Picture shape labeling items

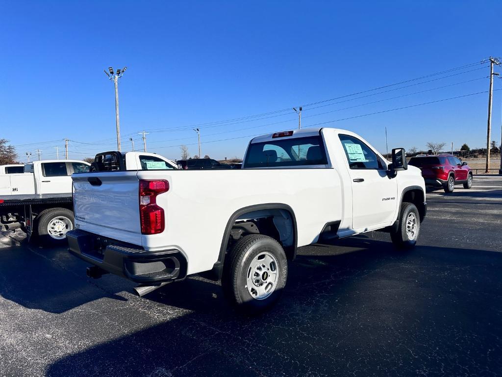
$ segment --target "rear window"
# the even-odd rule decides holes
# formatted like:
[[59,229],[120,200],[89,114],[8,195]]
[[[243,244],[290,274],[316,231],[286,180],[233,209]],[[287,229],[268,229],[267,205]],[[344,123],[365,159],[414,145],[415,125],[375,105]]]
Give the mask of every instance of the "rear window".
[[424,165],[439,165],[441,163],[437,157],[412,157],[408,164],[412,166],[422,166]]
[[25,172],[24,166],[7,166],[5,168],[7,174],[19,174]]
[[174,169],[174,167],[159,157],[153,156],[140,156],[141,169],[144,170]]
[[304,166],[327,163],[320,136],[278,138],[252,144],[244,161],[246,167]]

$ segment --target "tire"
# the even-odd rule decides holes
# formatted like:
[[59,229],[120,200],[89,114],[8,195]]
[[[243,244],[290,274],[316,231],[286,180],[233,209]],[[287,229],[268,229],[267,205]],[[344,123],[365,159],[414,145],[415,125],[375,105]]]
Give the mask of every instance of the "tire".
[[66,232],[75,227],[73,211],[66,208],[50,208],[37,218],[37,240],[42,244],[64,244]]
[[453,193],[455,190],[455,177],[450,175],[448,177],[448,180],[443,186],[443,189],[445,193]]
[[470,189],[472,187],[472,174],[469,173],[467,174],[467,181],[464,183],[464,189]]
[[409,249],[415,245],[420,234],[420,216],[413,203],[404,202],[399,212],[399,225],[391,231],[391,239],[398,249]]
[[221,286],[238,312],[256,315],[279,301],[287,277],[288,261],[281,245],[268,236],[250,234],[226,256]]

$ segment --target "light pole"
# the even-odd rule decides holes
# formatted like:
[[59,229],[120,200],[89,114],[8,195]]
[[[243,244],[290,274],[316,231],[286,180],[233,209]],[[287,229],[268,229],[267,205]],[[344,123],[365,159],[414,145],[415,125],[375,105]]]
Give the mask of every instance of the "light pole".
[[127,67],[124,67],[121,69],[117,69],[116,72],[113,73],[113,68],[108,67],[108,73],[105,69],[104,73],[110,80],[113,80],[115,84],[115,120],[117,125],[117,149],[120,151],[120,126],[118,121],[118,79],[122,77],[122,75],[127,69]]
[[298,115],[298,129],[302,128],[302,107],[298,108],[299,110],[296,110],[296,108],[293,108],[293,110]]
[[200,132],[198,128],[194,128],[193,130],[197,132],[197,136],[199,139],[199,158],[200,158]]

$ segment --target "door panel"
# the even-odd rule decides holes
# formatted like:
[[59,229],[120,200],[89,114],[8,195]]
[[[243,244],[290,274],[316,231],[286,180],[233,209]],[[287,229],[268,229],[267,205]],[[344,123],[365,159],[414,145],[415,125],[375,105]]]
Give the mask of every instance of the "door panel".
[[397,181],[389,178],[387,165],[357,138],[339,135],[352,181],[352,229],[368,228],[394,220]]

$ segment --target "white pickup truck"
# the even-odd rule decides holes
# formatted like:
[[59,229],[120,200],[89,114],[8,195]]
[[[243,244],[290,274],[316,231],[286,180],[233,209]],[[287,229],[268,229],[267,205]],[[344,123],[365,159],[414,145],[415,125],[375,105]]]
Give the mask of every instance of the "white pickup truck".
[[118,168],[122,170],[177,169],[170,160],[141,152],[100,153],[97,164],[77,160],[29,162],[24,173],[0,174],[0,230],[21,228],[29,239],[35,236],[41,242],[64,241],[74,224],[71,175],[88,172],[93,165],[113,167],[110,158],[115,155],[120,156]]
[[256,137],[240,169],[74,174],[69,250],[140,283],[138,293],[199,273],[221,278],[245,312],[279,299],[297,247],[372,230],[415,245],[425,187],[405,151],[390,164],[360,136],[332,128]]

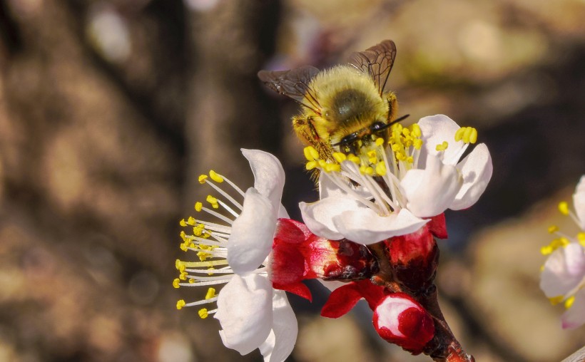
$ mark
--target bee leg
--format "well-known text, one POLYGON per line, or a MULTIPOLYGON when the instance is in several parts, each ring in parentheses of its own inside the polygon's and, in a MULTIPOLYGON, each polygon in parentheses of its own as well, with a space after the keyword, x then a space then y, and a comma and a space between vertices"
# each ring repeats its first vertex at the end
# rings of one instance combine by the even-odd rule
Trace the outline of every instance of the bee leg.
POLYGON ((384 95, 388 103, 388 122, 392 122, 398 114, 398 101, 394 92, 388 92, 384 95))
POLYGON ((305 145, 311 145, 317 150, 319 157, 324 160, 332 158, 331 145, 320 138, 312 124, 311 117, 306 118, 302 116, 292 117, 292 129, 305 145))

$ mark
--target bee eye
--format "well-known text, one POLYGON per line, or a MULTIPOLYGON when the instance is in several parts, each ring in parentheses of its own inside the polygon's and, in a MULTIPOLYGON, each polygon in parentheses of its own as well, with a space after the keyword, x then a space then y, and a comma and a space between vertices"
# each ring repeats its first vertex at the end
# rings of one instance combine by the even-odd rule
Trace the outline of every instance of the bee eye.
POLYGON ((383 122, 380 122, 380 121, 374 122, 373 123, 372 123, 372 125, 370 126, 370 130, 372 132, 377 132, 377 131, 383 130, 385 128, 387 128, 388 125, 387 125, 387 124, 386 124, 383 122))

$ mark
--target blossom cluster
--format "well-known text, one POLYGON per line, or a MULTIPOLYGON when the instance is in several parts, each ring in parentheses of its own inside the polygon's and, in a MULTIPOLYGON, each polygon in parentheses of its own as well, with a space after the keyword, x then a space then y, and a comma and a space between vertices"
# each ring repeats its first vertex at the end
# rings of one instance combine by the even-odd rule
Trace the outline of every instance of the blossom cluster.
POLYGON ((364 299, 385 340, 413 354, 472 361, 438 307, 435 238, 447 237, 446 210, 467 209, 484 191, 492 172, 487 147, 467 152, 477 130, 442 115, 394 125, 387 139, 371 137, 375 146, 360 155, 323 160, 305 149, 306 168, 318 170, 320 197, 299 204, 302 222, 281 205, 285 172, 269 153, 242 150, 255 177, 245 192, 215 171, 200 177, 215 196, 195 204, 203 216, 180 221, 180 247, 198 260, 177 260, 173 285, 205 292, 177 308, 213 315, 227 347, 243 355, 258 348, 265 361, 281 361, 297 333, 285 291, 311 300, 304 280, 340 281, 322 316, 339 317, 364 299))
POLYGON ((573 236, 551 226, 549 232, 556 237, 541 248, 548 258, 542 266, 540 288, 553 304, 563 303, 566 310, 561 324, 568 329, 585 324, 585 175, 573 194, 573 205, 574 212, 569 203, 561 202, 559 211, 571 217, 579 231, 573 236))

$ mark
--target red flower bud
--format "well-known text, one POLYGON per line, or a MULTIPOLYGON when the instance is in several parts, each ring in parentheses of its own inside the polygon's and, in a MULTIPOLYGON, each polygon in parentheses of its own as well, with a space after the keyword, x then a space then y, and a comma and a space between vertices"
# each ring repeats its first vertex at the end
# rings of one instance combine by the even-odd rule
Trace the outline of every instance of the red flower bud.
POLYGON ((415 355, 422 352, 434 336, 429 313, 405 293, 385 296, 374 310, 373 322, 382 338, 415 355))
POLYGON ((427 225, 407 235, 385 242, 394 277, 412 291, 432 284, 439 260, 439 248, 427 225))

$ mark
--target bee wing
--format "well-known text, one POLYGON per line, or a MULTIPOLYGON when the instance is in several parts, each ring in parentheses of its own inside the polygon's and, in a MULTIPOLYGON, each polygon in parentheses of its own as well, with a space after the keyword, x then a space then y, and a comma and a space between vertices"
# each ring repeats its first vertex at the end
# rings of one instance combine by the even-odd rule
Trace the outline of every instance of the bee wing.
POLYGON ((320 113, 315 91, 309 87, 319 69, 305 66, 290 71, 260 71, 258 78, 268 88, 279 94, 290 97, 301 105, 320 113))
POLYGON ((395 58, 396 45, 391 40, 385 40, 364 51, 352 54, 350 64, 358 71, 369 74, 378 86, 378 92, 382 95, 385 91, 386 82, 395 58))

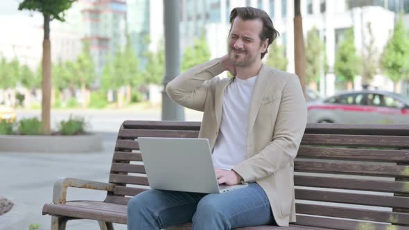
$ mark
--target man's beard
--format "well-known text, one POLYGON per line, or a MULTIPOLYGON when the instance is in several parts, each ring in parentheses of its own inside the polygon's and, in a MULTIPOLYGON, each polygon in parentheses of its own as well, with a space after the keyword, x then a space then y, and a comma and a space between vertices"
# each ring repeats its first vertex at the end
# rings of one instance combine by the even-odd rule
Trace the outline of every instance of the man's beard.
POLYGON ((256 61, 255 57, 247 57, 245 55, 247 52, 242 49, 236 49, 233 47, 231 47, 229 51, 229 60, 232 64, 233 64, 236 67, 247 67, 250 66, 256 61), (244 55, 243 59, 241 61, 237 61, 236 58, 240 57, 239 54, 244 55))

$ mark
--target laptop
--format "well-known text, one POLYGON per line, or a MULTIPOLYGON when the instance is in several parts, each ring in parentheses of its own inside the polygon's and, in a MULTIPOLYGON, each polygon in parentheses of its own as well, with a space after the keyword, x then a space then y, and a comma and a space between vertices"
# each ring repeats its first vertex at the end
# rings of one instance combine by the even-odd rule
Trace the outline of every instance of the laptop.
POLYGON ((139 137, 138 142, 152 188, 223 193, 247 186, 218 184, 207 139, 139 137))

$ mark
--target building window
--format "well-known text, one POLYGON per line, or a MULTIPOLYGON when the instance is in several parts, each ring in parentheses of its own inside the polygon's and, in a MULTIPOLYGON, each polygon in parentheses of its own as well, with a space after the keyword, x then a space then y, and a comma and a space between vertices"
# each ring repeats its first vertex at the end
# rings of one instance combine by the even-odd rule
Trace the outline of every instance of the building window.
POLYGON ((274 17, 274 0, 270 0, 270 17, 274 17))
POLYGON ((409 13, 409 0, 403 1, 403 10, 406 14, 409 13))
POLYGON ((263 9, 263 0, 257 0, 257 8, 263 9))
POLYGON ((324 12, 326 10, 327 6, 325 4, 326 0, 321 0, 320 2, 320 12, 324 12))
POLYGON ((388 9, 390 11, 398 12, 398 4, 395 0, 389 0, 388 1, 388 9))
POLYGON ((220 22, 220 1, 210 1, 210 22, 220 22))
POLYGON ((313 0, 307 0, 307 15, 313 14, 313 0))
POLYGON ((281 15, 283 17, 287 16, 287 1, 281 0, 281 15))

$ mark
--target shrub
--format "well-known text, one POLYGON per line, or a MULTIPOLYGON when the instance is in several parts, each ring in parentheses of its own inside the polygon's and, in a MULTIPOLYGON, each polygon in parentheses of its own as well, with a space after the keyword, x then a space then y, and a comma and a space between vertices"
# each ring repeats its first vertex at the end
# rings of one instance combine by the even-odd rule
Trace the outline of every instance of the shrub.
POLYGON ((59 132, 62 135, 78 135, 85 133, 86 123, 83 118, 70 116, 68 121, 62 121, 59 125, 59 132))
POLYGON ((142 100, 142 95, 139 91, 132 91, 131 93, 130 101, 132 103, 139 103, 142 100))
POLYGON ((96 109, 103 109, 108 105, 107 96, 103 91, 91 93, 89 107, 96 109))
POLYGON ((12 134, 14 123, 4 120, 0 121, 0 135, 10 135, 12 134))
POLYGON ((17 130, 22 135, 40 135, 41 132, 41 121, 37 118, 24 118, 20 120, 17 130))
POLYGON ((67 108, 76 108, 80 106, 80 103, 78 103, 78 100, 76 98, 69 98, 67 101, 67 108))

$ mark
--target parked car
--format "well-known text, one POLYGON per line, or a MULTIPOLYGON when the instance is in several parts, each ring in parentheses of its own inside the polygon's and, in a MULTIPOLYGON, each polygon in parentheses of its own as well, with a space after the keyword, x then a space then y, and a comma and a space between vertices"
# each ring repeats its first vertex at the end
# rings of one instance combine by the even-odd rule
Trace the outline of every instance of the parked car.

» What the task asks
Please list every line in the records above that contains the string "pickup", copying each one in full.

» Solution for this exercise
$ segment --target "white pickup truck"
Give the mask of every instance of the "white pickup truck".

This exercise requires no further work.